## Task data

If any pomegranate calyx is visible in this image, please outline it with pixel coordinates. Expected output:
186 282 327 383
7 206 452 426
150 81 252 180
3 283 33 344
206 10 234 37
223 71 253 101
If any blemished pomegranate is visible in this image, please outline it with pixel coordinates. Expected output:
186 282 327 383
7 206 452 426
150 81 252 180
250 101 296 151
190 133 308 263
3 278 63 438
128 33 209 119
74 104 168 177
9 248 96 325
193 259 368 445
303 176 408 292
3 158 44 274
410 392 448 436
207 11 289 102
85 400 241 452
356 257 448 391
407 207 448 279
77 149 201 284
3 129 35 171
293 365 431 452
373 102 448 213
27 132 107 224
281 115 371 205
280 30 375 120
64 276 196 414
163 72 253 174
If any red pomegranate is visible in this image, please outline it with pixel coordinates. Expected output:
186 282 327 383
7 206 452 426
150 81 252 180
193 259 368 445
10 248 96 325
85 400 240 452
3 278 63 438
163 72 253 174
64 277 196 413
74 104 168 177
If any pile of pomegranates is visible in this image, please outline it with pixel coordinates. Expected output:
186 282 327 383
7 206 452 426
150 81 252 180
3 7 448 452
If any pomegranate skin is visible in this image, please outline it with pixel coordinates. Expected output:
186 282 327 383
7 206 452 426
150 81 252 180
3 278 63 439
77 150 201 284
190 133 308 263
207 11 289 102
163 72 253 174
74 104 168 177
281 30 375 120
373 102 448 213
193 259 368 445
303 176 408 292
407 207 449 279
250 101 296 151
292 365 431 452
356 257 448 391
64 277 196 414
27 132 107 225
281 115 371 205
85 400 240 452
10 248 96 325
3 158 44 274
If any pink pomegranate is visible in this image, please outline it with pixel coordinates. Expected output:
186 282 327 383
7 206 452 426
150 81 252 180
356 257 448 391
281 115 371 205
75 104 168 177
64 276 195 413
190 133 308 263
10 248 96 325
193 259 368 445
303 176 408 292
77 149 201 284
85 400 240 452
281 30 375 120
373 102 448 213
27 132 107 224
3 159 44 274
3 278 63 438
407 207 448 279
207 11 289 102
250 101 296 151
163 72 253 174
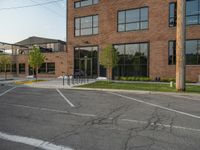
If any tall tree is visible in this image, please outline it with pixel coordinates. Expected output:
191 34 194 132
0 54 11 80
176 0 186 91
28 46 45 80
100 45 118 79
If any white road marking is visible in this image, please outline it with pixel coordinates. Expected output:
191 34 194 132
5 104 96 117
0 87 17 97
109 92 200 119
0 103 200 132
0 132 73 150
56 89 75 107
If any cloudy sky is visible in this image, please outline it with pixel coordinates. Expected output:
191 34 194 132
0 0 66 43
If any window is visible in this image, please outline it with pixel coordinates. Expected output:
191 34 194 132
38 62 55 74
75 15 99 36
19 64 25 73
169 2 177 27
12 64 17 73
169 0 200 27
47 63 55 74
113 43 149 77
74 46 98 77
118 7 149 32
38 63 46 73
74 0 99 8
169 40 200 65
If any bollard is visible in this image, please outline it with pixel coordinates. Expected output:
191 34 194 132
72 75 74 85
170 81 174 87
63 75 65 86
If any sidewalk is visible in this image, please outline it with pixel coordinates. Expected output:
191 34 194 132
20 79 96 89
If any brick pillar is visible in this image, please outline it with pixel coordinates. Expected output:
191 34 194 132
176 0 186 91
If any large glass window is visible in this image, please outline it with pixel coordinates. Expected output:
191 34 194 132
75 15 99 36
118 7 149 32
169 0 200 27
74 46 98 77
169 40 200 65
12 64 17 73
114 43 148 77
38 62 55 74
47 63 55 74
19 64 26 74
74 0 99 8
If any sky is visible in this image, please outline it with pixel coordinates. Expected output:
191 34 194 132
0 0 66 43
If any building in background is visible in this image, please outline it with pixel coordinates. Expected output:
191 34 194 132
67 0 200 81
0 37 67 78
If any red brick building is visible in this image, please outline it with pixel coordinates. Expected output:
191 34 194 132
67 0 200 81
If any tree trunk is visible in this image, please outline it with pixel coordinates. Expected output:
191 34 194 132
176 0 186 91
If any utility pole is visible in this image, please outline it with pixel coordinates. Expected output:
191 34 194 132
176 0 186 92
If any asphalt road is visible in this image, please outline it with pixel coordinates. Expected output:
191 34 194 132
0 86 200 150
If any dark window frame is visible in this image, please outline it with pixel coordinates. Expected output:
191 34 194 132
113 41 150 77
74 14 99 37
18 63 26 74
74 0 100 9
168 0 200 27
73 45 100 75
117 6 149 32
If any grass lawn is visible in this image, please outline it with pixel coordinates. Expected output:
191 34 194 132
79 81 200 93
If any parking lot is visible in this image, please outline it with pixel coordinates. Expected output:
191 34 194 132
0 85 200 150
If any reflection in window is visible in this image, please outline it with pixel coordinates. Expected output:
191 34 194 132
38 63 46 73
47 63 55 74
118 7 149 32
38 62 55 74
74 46 98 77
75 15 99 36
19 64 25 73
169 0 200 27
74 0 99 8
169 40 200 65
114 43 148 77
12 64 17 73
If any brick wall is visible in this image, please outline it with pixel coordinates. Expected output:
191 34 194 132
0 52 67 78
67 0 200 81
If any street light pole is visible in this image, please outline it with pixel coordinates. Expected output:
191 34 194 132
176 0 186 91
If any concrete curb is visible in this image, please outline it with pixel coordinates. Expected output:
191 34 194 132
71 87 200 96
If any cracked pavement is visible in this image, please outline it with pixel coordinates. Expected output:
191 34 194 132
0 86 200 150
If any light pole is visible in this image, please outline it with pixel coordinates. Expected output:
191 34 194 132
176 0 186 91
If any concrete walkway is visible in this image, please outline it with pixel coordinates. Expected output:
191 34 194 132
20 79 96 89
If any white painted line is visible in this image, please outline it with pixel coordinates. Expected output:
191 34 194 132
109 92 200 119
5 104 96 117
0 87 17 97
0 132 73 150
56 89 75 107
120 119 200 132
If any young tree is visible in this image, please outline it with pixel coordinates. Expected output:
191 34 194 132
28 46 45 80
0 54 11 80
100 45 118 79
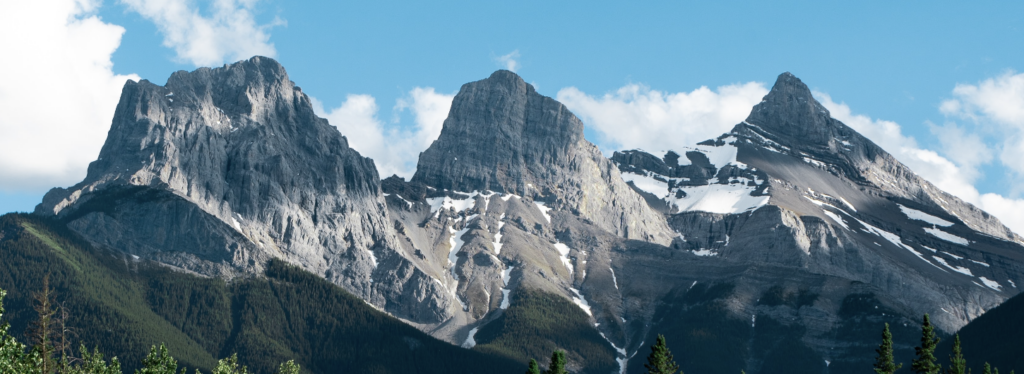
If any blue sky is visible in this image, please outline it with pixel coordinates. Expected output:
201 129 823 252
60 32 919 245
0 0 1024 232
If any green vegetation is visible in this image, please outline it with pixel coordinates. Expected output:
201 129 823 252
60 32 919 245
474 288 618 373
910 314 942 374
0 210 1024 374
0 214 524 374
874 324 903 374
643 335 682 374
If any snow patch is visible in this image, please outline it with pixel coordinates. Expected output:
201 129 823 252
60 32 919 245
978 277 1002 291
427 191 480 217
622 171 669 197
462 327 480 349
502 266 515 287
690 248 718 257
493 213 505 254
925 227 971 246
821 209 850 230
896 204 953 227
942 251 964 259
498 288 512 309
666 183 771 214
449 226 469 281
932 256 974 277
534 201 551 223
969 259 991 267
569 288 594 317
554 242 573 275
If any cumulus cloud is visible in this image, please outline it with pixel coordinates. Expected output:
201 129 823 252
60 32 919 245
0 0 139 192
939 72 1024 179
495 49 519 73
557 82 768 152
121 0 283 67
313 87 455 179
814 92 1024 233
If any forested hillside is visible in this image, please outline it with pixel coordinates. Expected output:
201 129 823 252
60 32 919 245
0 214 525 373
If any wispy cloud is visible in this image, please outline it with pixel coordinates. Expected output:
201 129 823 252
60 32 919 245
313 87 455 179
0 0 139 192
495 49 519 73
121 0 284 67
940 72 1024 180
557 82 768 152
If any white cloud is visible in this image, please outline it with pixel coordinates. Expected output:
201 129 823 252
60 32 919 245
0 0 139 192
814 92 1024 233
557 82 768 152
495 49 519 73
121 0 283 67
939 72 1024 178
313 87 455 179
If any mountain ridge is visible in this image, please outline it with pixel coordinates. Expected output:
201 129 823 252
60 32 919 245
18 57 1024 373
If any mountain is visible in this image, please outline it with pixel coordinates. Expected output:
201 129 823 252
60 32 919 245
36 57 450 323
16 57 1024 374
612 73 1024 372
0 214 525 374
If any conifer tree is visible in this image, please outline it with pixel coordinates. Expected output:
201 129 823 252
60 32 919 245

## Job
Please lay out everything from the start of the entries down to the line containing "3 7 448 452", that line included, as a Markdown table with the columns "Row" and "Line", skipping any blank lines.

## Correct output
| Row | Line |
|---|---|
| 1 | If any pomegranate calyx is visible in this image, please outline it with pixel coordinates. Expected output: |
| 2 | 186 282 327 383 |
| 3 | 7 206 452 426 |
| 4 | 150 81 252 180 |
| 5 | 3 283 33 344 |
| 6 | 206 10 234 37 |
| 7 | 223 71 253 101 |
| 8 | If any blemished pomegranate is visible in this image, please outline it with pixel coordinates. Expected output: |
| 9 | 186 282 327 383 |
| 10 | 7 206 452 426 |
| 11 | 150 81 252 180 |
| 12 | 250 101 296 151 |
| 13 | 190 133 308 263 |
| 14 | 3 278 63 438 |
| 15 | 128 33 209 119 |
| 16 | 74 104 168 177 |
| 17 | 9 248 96 325 |
| 18 | 193 259 368 445 |
| 19 | 303 176 408 292 |
| 20 | 3 158 44 274 |
| 21 | 410 392 448 436 |
| 22 | 207 11 289 102 |
| 23 | 85 400 241 452 |
| 24 | 356 257 448 391 |
| 25 | 407 207 448 279 |
| 26 | 77 149 201 284 |
| 27 | 3 129 35 171 |
| 28 | 293 365 431 452 |
| 29 | 373 102 448 213 |
| 30 | 27 132 107 224 |
| 31 | 281 115 371 205 |
| 32 | 280 30 375 120 |
| 33 | 64 276 196 414 |
| 34 | 163 72 253 174 |
| 35 | If any red pomegranate is visible in this image, please outline it with pixel coordinates. Expected output: |
| 36 | 186 282 327 383 |
| 37 | 7 206 452 426 |
| 38 | 150 81 252 180 |
| 39 | 193 259 368 445 |
| 40 | 10 248 96 325 |
| 41 | 85 400 240 452 |
| 42 | 3 278 63 438 |
| 43 | 163 72 253 174 |
| 44 | 64 277 196 413 |
| 45 | 74 104 168 177 |
| 46 | If any pile of pomegranates is visible in this image, please outline it with pixel coordinates. Expected output: |
| 47 | 186 282 327 383 |
| 48 | 7 206 452 426 |
| 49 | 150 81 252 180 |
| 50 | 3 7 448 452 |